──────── Supplied data

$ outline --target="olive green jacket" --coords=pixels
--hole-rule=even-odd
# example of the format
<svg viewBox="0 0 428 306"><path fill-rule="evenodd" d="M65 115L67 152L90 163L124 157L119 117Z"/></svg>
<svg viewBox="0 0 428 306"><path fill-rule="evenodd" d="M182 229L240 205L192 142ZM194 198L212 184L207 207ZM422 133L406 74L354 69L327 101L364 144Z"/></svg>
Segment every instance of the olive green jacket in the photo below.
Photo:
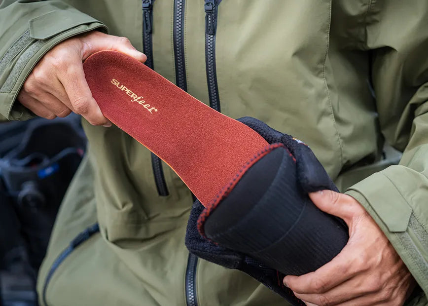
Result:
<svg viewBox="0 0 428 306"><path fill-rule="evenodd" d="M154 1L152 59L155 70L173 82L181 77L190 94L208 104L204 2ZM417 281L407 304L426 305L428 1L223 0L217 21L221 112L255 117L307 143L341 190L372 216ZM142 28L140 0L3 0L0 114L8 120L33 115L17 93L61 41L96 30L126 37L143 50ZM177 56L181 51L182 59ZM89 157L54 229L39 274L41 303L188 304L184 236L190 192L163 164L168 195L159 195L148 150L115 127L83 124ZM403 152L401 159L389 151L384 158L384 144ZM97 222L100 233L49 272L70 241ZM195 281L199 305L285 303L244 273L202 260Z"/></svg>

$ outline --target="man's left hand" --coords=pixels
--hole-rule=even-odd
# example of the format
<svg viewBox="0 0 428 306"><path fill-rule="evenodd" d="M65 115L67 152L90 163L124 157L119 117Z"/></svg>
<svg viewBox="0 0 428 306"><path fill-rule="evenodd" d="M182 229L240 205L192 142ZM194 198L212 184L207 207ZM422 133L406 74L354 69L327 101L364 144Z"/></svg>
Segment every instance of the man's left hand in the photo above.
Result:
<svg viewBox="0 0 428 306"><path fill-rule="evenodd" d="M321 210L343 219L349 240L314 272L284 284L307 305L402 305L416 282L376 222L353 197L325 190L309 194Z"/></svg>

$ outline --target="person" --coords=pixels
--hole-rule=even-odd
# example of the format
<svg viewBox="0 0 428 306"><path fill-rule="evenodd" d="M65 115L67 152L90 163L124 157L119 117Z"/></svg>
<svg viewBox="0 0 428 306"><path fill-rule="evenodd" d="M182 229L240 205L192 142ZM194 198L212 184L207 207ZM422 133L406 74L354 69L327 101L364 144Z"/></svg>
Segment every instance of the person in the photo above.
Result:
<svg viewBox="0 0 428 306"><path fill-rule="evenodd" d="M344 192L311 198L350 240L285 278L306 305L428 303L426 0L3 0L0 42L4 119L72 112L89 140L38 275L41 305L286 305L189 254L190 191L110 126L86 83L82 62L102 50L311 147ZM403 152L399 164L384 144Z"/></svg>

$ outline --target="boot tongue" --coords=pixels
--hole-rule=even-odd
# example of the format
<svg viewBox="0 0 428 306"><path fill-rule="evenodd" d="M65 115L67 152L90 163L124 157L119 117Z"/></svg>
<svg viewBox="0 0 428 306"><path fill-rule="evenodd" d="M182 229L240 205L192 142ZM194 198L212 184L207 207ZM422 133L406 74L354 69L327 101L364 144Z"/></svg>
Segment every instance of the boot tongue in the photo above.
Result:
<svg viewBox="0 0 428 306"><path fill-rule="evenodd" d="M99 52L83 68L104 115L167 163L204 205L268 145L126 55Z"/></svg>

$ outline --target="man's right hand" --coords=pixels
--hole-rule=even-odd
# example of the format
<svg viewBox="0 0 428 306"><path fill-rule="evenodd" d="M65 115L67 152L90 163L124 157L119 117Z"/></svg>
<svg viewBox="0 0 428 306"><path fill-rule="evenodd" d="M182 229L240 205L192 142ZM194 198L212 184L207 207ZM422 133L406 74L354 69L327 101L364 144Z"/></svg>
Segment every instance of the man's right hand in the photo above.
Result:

────────────────

- _Stated goal_:
Count how many lines of the records contain the string "pixels", and reply with only that number.

- _Exercise response_:
5